What to produce: Every record that follows needs to be written out again, exactly.

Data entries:

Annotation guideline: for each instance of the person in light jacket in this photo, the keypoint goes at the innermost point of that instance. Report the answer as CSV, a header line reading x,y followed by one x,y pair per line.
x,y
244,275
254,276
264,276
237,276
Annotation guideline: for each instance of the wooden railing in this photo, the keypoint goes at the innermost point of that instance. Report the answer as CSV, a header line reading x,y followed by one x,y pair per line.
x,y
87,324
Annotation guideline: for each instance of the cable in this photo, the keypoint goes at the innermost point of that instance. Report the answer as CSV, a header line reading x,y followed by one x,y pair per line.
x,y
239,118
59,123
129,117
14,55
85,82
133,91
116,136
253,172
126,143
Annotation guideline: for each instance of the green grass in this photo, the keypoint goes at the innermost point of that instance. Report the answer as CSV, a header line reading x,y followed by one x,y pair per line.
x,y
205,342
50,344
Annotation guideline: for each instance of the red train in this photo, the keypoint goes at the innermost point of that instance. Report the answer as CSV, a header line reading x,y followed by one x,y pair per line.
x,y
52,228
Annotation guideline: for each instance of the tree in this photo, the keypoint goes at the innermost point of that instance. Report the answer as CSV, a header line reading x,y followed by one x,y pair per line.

Reply to the task:
Annotation guideline: for each instance of the person in light jacket in this photo, the keypoint goes at the innermost point of that instance. Report the answer as CSV, a header line reading x,y followed by one x,y pair per line.
x,y
244,275
254,276
264,276
237,276
Annotation guideline: for each instance of the wooden railing in this photo, the keypoint goes at the innermost point of that instance. Report the answer as CSV, a header line reading x,y followed by one x,y pair per line.
x,y
87,324
Annotation guideline: for each instance of the cable in this photo, the keypoint goes at the innermost point of that instance. Report the answer as CSV, a header line reading x,y followed by one x,y pair per line.
x,y
239,118
59,123
129,117
14,55
85,82
133,91
116,136
253,172
126,143
Annotation guideline: for each instance of the green grass in this photo, the keypoint goes at the innermost point of that instance. Report the answer as CSV, a header line reading x,y followed by one x,y pair per line.
x,y
205,342
50,344
Annotation guideline: for each instance of the red train in this photo, the keypoint goes at the innermost point of that instance. Report the answer as CSV, a header line reading x,y followed by one x,y pair per line.
x,y
52,228
Annotation guideline: for each instance of the tree in this photo, the keypoint goes at the innermost point of that instance. Report the answer as CSV, a header line reading x,y followed by one x,y pair per line.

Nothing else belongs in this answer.